Required task: Could you reproduce everything from the line containing "Target: smiling mouth" down to the end of the listing, requests included, with each x and y coordinate in the answers rescaled by 1.05 and rounded to a whole number, halves going up?
==== Data shown
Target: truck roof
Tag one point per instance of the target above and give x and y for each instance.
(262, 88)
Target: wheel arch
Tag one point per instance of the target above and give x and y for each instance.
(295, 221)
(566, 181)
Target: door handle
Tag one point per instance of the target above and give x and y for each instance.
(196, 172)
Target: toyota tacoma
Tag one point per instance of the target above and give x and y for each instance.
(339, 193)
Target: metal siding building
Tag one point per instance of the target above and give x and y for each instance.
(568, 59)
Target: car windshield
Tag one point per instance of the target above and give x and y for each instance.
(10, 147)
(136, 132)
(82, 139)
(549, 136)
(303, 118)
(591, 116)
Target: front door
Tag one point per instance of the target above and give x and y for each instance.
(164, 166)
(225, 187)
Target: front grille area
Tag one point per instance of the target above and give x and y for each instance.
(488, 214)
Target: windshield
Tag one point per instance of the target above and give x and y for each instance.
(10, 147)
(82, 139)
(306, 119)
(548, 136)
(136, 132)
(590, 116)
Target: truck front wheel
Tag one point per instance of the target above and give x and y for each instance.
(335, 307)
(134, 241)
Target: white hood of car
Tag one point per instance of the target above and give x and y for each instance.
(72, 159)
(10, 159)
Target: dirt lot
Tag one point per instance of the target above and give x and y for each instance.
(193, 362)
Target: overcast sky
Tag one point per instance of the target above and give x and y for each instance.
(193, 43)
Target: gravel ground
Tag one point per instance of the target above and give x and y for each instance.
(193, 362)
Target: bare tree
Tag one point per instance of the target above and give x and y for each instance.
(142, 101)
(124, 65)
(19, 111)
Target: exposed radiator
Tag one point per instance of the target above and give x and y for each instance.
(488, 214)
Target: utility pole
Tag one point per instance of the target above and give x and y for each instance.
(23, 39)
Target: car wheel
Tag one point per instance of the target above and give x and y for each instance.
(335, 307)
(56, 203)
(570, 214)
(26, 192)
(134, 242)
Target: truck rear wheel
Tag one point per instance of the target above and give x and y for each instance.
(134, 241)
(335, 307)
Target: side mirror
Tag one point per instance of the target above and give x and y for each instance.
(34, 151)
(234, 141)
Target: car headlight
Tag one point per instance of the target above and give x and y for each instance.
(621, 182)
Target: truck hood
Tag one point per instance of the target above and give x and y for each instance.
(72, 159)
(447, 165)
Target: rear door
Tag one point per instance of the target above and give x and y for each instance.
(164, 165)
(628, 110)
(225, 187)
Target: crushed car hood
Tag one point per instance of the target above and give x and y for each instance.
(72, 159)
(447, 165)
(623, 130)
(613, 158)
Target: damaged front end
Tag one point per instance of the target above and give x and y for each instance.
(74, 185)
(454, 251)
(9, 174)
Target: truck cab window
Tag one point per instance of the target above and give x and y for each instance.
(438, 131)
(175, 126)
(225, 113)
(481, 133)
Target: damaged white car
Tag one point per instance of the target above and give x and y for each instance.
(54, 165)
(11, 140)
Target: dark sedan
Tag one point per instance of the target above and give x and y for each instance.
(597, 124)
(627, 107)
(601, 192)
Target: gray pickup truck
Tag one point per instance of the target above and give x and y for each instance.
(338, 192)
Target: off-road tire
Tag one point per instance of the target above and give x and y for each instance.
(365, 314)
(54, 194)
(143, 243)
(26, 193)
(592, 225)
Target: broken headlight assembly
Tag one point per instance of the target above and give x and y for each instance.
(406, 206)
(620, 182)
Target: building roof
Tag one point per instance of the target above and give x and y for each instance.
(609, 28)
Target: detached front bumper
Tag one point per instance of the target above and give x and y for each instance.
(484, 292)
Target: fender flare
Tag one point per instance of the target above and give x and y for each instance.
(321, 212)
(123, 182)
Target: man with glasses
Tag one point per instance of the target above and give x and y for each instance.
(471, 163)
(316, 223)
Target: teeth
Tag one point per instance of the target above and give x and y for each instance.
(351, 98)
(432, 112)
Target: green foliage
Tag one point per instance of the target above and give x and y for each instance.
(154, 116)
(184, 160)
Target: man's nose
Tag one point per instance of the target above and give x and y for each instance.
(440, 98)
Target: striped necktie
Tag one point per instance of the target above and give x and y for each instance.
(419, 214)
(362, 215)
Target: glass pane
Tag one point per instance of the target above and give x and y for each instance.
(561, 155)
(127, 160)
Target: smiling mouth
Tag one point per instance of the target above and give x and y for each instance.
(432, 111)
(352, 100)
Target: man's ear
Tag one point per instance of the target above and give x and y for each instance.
========
Correct result:
Target: smiling mouth
Tag one point per instance of the target above and give x and y for each instance.
(454, 117)
(370, 105)
Target: man's ear
Tag one point per instance of the target above and give x and y for each instance.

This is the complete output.